▶ _EXERCISE DIRECTIONS_:
Update the listing from its first line through the line containing "point(102, 49)" by changing "traffic monitoring" to "meeting analysis", keeping everything else the same.

======== DATA TO PROCESS

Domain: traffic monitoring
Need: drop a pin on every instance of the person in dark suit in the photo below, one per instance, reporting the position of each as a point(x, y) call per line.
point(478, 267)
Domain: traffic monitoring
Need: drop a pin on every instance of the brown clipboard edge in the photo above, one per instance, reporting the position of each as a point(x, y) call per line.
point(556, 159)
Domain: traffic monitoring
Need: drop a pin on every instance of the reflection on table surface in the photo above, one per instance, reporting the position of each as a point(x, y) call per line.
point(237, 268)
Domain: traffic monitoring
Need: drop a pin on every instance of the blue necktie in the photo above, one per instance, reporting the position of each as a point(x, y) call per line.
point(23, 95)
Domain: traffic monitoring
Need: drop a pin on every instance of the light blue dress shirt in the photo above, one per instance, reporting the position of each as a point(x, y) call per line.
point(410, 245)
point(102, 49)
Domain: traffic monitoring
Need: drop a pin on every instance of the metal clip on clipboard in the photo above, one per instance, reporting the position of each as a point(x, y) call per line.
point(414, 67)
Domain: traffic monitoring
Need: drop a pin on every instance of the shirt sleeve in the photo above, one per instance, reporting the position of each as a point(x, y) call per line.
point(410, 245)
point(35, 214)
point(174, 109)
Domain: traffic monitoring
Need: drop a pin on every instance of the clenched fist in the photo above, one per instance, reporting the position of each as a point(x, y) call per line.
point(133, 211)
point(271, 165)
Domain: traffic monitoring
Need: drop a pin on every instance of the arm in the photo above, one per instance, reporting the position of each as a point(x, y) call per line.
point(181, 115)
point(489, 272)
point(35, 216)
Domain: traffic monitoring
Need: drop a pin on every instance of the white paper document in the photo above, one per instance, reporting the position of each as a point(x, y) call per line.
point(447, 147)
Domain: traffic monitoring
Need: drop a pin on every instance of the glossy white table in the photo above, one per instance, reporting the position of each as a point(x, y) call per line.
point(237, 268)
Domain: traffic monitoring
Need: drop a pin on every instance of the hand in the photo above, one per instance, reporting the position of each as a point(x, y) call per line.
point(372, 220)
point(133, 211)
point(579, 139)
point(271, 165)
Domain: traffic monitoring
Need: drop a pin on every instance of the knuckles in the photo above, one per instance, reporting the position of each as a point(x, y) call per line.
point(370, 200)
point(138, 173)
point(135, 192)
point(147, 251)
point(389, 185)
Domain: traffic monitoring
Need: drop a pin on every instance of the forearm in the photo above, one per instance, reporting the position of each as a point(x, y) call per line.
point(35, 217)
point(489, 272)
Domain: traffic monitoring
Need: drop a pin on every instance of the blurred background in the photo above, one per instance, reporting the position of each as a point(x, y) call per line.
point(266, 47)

================

▶ _FINISHED TASK_:
Domain: meeting analysis
Need: drop a pin on every instance of the person in dark suit in the photo below, one per instance, reporting the position of each as a point(x, y) call per line.
point(478, 267)
Domain: meeting analysis
Need: drop a pin on every instance of the brown clipboard edge in the photo above, one per instance, reporting the position of each as a point(x, y) call per line.
point(556, 159)
Domain: meeting analysis
Need: drop a pin on every instance of the reflection on table surface in the photo above, one per instance, reporting the position of each as a point(x, y) call per line.
point(237, 268)
Domain: meeting analysis
Need: drop a pin on every instance of the blue necktie in the photo above, one per instance, reporting the position of each as a point(x, y) call per line.
point(23, 95)
Domain: meeting analysis
Need: drop a pin on every instance of the light blue dress shirt in the photo above, one per instance, reporting the position of each as a point(x, y) call per line.
point(410, 245)
point(102, 49)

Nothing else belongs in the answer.